### WHAT THE EXERCISE ASKS
Please put this sentence from the Grillstock 2017 forum thread below into Spanish: "Look for the longest queues though as they are usually the best."

# Grillstock 2017



## wade (Nov 9, 2016)

Has anyone else bought their tickets yet?


----------



## bmudd14474 (Nov 9, 2016)

I had to look this up and it looks like a blast. I hope you guys who get to go enjoy it.


----------



## kc5tpy (Nov 10, 2016)

Thanks for posting Brian.

Danny


----------



## smokin monkey (Nov 11, 2016)

Thinking about it, Jill has to sort her holidays out. Possibly travel down on the Friday night.


----------



## martyn c (Jan 11, 2017)

We're looking of making it a family weekend away there, if we can get the annual leave from work, can't wait


----------



## smokin monkey (Jan 11, 2017)

Tickets are on sale already.  I will be booking early February. Hope to see you there Martyn!


----------



## wade (Jan 16, 2017)

It is a good weekend - or even just for a day. It can get quite crowded so it is a good idea to bring folding canvas chairs to sit on. Lots of good music and great BBQ competition food. Unfortunately some of the concession stands do not live up to the event - serving what can only be described as run-of-the-mill BBQ. Look for the longest queues though as they are usually the best.

### RECORDS
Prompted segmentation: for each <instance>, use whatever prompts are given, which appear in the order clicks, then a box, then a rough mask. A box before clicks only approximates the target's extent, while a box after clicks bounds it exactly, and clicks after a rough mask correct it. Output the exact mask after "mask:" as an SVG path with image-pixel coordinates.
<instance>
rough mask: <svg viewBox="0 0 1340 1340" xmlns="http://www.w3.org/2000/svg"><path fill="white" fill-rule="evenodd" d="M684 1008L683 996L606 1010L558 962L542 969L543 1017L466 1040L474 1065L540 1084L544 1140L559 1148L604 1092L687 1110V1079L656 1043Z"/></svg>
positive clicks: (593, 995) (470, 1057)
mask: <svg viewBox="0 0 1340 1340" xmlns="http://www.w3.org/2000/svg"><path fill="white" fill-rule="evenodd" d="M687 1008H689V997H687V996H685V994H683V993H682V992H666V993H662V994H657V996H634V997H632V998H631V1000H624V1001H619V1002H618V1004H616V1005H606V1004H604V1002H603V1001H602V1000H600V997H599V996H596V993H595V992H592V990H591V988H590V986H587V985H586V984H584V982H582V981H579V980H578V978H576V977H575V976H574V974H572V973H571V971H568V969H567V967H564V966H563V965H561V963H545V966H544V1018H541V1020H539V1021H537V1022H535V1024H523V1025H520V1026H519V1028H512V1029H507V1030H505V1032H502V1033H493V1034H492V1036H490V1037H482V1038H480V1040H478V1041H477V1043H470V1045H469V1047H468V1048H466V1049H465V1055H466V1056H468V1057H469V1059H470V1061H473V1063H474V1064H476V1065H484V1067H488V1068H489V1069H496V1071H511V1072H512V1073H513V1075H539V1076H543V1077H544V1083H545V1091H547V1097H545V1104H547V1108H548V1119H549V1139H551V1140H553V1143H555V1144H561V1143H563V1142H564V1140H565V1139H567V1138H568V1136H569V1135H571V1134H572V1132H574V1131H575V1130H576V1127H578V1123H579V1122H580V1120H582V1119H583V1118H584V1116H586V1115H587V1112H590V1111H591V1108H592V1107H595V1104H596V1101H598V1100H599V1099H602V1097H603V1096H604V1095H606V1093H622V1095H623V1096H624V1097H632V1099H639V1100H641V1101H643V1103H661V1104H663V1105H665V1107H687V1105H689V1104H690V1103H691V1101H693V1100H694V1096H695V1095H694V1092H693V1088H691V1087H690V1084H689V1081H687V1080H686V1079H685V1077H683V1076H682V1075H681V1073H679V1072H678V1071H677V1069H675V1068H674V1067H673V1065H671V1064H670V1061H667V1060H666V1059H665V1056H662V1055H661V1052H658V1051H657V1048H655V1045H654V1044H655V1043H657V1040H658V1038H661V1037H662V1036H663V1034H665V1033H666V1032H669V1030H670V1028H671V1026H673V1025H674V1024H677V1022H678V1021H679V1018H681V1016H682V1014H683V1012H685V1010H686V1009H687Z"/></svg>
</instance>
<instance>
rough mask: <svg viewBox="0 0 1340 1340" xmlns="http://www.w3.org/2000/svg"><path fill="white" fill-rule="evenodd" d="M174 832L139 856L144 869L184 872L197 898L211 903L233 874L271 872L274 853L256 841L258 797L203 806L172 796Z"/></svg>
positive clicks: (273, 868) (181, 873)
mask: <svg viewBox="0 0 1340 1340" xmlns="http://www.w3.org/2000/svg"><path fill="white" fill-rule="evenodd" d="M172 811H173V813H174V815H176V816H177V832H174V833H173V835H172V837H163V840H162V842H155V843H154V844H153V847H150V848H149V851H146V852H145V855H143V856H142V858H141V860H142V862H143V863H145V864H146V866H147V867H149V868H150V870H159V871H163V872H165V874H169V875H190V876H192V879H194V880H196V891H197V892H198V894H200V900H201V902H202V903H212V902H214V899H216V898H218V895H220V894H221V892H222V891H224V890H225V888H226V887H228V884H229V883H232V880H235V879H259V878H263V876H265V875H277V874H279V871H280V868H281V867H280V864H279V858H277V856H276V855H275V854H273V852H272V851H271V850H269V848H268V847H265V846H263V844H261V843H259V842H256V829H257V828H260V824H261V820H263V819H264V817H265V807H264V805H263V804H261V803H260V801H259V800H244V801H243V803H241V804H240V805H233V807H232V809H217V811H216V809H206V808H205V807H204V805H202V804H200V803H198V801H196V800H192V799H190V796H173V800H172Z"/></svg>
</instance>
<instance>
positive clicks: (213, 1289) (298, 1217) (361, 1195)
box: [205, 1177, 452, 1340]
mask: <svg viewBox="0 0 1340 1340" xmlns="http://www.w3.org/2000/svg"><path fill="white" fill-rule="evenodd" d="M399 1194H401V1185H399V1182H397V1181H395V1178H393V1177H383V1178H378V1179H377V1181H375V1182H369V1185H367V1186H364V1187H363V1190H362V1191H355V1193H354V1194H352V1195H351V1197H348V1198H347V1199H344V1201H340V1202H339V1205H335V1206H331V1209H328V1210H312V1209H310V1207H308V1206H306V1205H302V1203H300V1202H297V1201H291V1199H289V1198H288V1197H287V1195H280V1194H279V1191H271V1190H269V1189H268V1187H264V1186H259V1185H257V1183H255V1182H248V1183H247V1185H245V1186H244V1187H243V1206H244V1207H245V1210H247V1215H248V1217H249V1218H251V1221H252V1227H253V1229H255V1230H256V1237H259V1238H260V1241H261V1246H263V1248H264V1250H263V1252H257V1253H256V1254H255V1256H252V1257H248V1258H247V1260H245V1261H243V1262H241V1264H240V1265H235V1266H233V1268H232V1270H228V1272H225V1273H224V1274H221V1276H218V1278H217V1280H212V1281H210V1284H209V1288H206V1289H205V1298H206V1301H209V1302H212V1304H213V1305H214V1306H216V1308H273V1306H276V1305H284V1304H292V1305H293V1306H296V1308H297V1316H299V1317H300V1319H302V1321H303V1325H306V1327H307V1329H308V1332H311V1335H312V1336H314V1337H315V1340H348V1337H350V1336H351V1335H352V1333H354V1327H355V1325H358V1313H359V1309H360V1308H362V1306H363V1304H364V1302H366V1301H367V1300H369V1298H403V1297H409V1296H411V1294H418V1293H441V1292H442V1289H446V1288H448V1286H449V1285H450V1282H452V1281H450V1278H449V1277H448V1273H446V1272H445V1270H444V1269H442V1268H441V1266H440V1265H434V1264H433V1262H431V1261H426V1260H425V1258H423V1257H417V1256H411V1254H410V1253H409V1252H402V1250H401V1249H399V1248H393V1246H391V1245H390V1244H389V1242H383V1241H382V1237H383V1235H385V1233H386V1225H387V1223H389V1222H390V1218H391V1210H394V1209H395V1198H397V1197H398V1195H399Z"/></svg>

### WRITTEN RESPONSE
Aun así, busca las colas más largas, ya que suelen ser las mejores.